_WHAT YOU ARE ASKED TO DO_. Express as a numbered list only the stretch of lines from the one containing "Exercise. Point out each instance of the mercedes star" through the end of the entries below, leaving out blank lines.

**** SUPPLIED RECORDS

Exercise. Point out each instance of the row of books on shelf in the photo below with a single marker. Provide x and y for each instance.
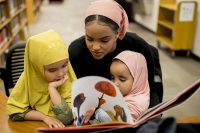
(4, 35)
(2, 13)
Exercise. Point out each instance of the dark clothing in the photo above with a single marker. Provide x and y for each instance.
(84, 64)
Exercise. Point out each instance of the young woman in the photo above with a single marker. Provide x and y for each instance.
(129, 73)
(43, 91)
(105, 37)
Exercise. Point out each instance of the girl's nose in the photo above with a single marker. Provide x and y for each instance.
(96, 46)
(60, 73)
(116, 83)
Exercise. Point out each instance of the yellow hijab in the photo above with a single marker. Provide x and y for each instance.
(31, 90)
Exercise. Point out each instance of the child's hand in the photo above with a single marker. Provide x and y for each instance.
(53, 122)
(58, 83)
(88, 115)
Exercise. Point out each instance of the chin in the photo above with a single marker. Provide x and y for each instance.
(98, 57)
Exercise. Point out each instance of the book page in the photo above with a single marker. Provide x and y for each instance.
(101, 94)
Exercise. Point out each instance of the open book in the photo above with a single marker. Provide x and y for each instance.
(111, 110)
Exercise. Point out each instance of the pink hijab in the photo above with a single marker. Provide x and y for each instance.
(112, 10)
(139, 97)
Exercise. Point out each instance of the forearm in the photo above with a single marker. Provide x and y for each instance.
(55, 96)
(35, 115)
(63, 112)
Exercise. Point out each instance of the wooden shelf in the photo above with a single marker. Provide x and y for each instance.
(33, 9)
(172, 7)
(172, 30)
(8, 30)
(167, 24)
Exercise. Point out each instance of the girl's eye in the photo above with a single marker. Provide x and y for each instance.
(122, 79)
(65, 65)
(52, 70)
(89, 39)
(105, 41)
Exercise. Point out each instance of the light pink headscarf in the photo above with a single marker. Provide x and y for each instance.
(112, 10)
(139, 96)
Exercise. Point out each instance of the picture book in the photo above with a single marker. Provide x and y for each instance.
(111, 110)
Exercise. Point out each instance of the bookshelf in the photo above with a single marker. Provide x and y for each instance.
(33, 9)
(13, 24)
(176, 24)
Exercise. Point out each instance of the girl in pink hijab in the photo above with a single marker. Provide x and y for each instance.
(129, 72)
(106, 35)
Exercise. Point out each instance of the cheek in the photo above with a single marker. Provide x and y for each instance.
(48, 77)
(88, 44)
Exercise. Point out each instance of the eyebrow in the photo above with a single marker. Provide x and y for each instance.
(105, 37)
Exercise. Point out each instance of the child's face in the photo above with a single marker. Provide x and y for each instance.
(121, 76)
(100, 39)
(56, 71)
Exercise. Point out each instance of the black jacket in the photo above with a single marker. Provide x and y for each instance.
(84, 64)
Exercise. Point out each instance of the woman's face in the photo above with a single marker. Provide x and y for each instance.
(56, 71)
(121, 76)
(100, 39)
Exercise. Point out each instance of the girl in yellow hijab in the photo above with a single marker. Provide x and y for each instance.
(43, 91)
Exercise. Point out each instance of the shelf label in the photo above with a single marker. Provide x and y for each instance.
(186, 11)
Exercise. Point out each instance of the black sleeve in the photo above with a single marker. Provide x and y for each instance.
(76, 48)
(141, 46)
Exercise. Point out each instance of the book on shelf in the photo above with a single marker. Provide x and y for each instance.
(15, 24)
(94, 91)
(13, 6)
(2, 12)
(3, 37)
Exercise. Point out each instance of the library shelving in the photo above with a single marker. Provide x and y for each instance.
(176, 24)
(13, 24)
(33, 9)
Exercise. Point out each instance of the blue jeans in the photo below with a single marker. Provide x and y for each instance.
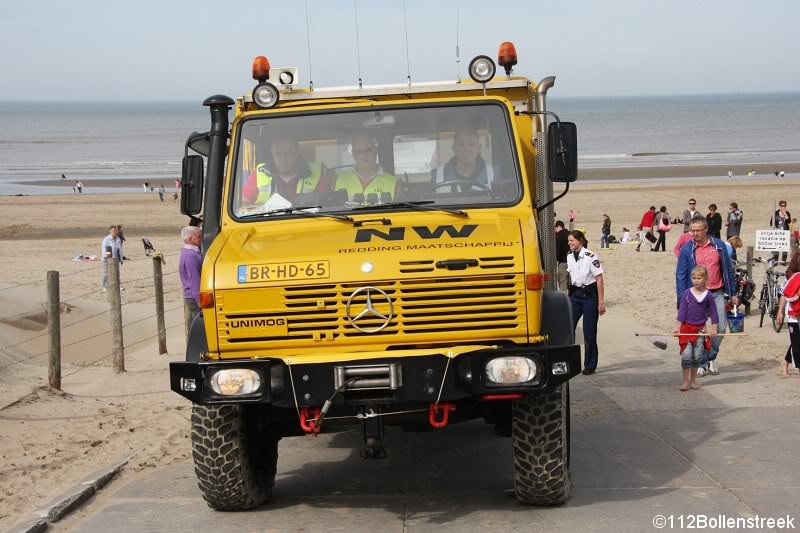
(711, 355)
(585, 305)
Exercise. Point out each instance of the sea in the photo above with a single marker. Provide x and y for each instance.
(145, 140)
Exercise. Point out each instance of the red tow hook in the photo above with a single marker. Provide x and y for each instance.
(307, 418)
(445, 408)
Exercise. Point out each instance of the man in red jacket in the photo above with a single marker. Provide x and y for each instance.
(646, 226)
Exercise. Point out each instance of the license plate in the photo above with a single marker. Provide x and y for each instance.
(267, 272)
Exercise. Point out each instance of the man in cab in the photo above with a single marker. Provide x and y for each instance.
(466, 166)
(288, 174)
(367, 177)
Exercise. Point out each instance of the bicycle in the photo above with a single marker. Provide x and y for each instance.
(770, 293)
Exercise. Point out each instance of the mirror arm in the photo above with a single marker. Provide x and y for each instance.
(554, 200)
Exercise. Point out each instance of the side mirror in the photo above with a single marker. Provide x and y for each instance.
(192, 185)
(562, 152)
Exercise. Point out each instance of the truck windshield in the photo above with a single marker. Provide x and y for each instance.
(451, 157)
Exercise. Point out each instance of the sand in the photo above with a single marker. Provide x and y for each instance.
(51, 440)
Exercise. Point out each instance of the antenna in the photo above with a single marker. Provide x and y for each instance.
(308, 45)
(358, 49)
(458, 57)
(405, 27)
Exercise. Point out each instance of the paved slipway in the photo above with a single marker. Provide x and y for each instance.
(640, 448)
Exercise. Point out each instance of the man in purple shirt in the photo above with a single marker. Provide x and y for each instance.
(189, 269)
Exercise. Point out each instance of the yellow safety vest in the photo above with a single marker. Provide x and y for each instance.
(307, 184)
(352, 183)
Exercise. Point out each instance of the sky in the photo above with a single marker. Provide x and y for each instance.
(185, 50)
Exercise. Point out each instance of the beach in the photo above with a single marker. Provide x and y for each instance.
(52, 439)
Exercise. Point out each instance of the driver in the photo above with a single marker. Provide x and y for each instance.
(288, 175)
(367, 176)
(466, 165)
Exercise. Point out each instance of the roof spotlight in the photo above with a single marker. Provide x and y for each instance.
(286, 78)
(266, 95)
(482, 69)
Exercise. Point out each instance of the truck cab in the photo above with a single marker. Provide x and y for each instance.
(373, 257)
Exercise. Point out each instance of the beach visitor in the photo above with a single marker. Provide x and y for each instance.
(789, 307)
(714, 221)
(689, 214)
(110, 250)
(781, 220)
(189, 265)
(605, 231)
(586, 294)
(562, 249)
(695, 307)
(734, 221)
(734, 243)
(663, 225)
(646, 226)
(712, 254)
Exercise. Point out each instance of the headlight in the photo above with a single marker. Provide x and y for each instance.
(235, 382)
(511, 370)
(482, 69)
(266, 95)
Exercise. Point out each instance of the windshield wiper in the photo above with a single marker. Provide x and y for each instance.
(301, 211)
(421, 205)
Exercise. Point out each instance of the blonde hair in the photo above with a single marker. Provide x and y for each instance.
(700, 269)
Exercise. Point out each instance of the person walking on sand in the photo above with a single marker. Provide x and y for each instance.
(712, 254)
(586, 294)
(562, 249)
(734, 221)
(646, 226)
(663, 225)
(789, 307)
(781, 220)
(696, 305)
(714, 221)
(605, 231)
(189, 265)
(689, 214)
(110, 250)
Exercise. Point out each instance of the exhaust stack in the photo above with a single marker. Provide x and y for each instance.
(544, 187)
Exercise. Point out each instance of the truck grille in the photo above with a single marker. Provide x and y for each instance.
(424, 309)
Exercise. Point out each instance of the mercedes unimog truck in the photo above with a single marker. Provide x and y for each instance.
(378, 257)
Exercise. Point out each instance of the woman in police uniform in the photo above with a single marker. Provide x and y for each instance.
(585, 294)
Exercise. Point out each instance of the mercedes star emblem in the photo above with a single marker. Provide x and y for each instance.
(369, 310)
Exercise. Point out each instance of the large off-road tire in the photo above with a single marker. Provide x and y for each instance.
(540, 440)
(235, 458)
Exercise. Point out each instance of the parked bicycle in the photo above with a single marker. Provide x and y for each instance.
(770, 292)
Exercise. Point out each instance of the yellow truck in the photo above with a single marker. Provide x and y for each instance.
(375, 257)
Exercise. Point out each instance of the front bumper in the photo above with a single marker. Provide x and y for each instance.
(423, 378)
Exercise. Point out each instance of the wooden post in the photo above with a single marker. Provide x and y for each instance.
(115, 302)
(749, 275)
(158, 283)
(54, 329)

********

_FINISHED TASK_.
1. Exercise. Point out each instance of the mercedes star emblem in the photo above with a single marker. Provide x and y for each instance.
2. (369, 310)
3. Exercise. Point out each instance of the large off-road tire in the photo above with a single marker. Provide x and y for each instance.
4. (540, 440)
5. (235, 458)
6. Exercise. Point out each instance of the parked bicycle in the photo above with a single marker. Provide x and y for each instance.
7. (770, 292)
8. Exercise. Point out each instance of the yellow truck in the photo above with a single marker. Provide x and y for each instance.
9. (375, 257)
10. Exercise. Point out each instance of the front bumper in the photo above with a single marker. Provide x and y for each instance.
11. (423, 378)
12. Exercise. Point out each instance of the wooden post in the photo above with a single marker. Provide x and y for each instance.
13. (115, 302)
14. (749, 275)
15. (158, 283)
16. (54, 329)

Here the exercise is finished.